TASK REQUIREMENTS:
**1.** In the forum post asking for marriage advice, retype the passage starting with "## Beacon of" and going on through "respectful they are...".
**2.** According to the forum post asking for marriage advice, how many marriage counselors has the couple been to, and over what period?

EXCERPT TO READ:
# Seeking advice



## Beacon of Hope (Oct 30, 2013)

Hello, new to this forum...

My wife and I have been married 13 years, 2 kids, 12 years of which we have been having problems. I am iNTj, and she is esfj. Some details about her ways/actions are below. Bear in mind I am not perfect either, and she has some good with the bad. For the good I am thankful, for the sake of brevity I will focus on the issues only. We have been to two marriage counselors over 2 years (weekly) and it has only helped for brief periods; she misrepresents the truth to rationalize wrongdoing to them, and I come to be seen as an odd specimen. M.C's are very different from INTJ, different but respectful they are...

*About her:*
1) She tampered with contraceptives once for certain, possibly twice, yielding beautiful children 
a) She rationalizes/denies my evidence as “She was doing research to help her sister do this,” as her sister needed a child. Then years later delivered a different lie opposite to that, “Was helping her sister get contraceptives.” A third statement was about her knowing the contraceptive element having failed, but trying to restore it. But she thought it was fixed. Eh, rule: you tell husband these things, if not, its wrong.

PROVIDED INFORMATION:

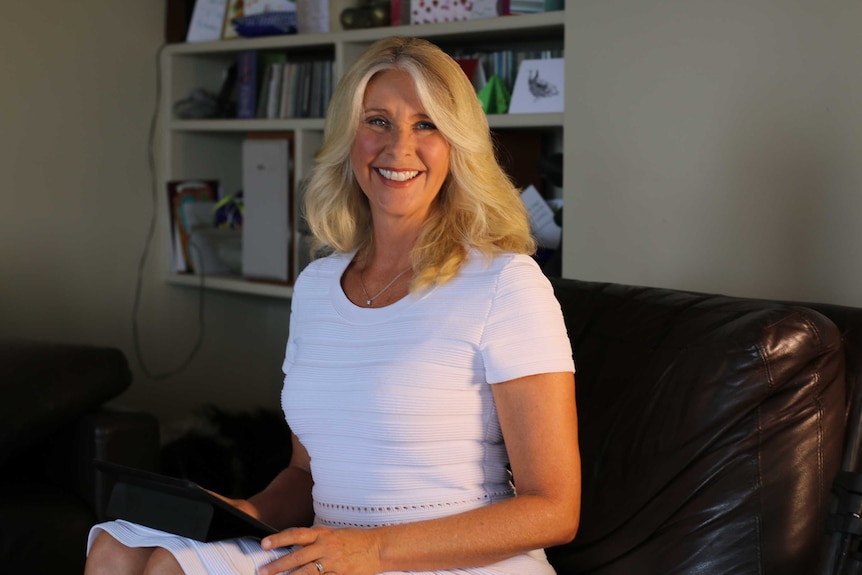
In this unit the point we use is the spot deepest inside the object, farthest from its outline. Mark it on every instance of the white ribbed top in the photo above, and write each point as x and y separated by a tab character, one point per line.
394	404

* * *

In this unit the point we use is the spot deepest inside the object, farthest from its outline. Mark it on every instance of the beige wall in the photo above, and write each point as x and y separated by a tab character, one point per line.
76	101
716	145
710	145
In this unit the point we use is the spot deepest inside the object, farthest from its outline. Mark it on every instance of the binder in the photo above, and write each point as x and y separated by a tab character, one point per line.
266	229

ANSWERS FOR THE EXERCISE:
**1.**
## Beacon of Hope (Oct 30, 2013)

Hello, new to this forum...

My wife and I have been married 13 years, 2 kids, 12 years of which we have been having problems. I am iNTj, and she is esfj. Some details about her ways/actions are below. Bear in mind I am not perfect either, and she has some good with the bad. For the good I am thankful, for the sake of brevity I will focus on the issues only. We have been to two marriage counselors over 2 years (weekly) and it has only helped for brief periods; she misrepresents the truth to rationalize wrongdoing to them, and I come to be seen as an odd specimen. M.C's are very different from INTJ, different but respectful they are...

**2.** Two marriage counselors, weekly over 2 years.